テキストコンテンツのプラットフォーム「note」を使いはじめた。

手はじめに別の場所で書いた記事をいくつか転載したのだけど、フォロワーがいないのでまったく読んでもらえない。これではさみしいしむなしいので、まずはブログらしく日記を書いていきながら地道に読者を増やしていきたいと思う。

毎日書きためたメモを週末に清書し、それを一週間単位で記事にする。日々を違ったアングルから眺めるために、気になる時事も記帳していくことにした。こういうことをキチンとシッカリ続けていけば、フォロワーを増やすばかりでなく、自分の日常に隠れている驚きや笑いを探し出すことにも繋がるはずだ。キチンとシッカリ続けていけば!

継続は力なり。千里の道も一歩から。それではみなさん、よろしくお願いします。

◆ 8月14日:イランの国会議員選挙の立候補が締め切られる。290の定数に対して、立候補者数は48,847人にのぼった。供託金制度がないことに加え、オンライン化によって手続きが簡単になったことが影響したといわれている。なお、登録者のうち女性は14%だった。

8月15日(火)

横浜・関内の「濱星」で、薫慧と台湾まぜそばを食べる。この店の看板メニューは煮干しそばだ。しかし、どろにぼ濃厚煮干しそば、鬼煮干しそば、超濃厚担々麺と迫力のある商品が並ぶなかで、その食券売機の片隅にひっそりと咲く台湾まぜそばを僕は愛してやまない。

薫慧は台湾の出身だが、台湾まぜそばを食べたのは初めてだという。それもそのはずで、台湾まぜそばというのは台湾の味付けにインスピレーションを受けた日本人が名古屋で作った料理なのだ。もちろん、現在となっては台湾に出店している例もあるかもしれないが、少なくとも薫慧は母国で台湾まぜそばを見たことはないという。

似たようなものに、フレンチトーストやジャーマンポテトがある。いずれもフランスやドイツを起源とする食べものではない。名前に地名がついていても実はその地域のものではないという例はたくさんあって、それは料理に限った話でもない。

- [指示 1]:
上の日記について、次の問いに答えてもらえますか。
(a) 筆者は毎日書きためたメモを、いつ清書するか？
(b) イランの国会議員選挙の立候補者数は何人にのぼったか？
(c) 台湾まぜそばは、どこで作られた料理か？
- [指示 2]:
上の日記の「毎日書きためたメモを週末に清」から「ぜそばを僕は愛してやまない。」までを、一字も変えずに打ち直してもらえますか。

- [データ行]:
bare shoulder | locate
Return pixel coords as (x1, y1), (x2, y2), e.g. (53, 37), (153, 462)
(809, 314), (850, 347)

- [出力全文 1]:
(a) 週末
(b) 48,847人
(c) 名古屋

- [出力全文 2]:
毎日書きためたメモを週末に清書し、それを一週間単位で記事にする。日々を違ったアングルから眺めるために、気になる時事も記帳していくことにした。こういうことをキチンとシッカリ続けていけば、フォロワーを増やすばかりでなく、自分の日常に隠れている驚きや笑いを探し出すことにも繋がるはずだ。キチンとシッカリ続けていけば!

継続は力なり。千里の道も一歩から。それではみなさん、よろしくお願いします。

◆ 8月14日:イランの国会議員選挙の立候補が締め切られる。290の定数に対して、立候補者数は48,847人にのぼった。供託金制度がないことに加え、オンライン化によって手続きが簡単になったことが影響したといわれている。なお、登録者のうち女性は14%だった。

8月15日(火)

横浜・関内の「濱星」で、薫慧と台湾まぜそばを食べる。この店の看板メニューは煮干しそばだ。しかし、どろにぼ濃厚煮干しそば、鬼煮干しそば、超濃厚担々麺と迫力のある商品が並ぶなかで、その食券売機の片隅にひっそりと咲く台湾まぜそばを僕は愛してやまない。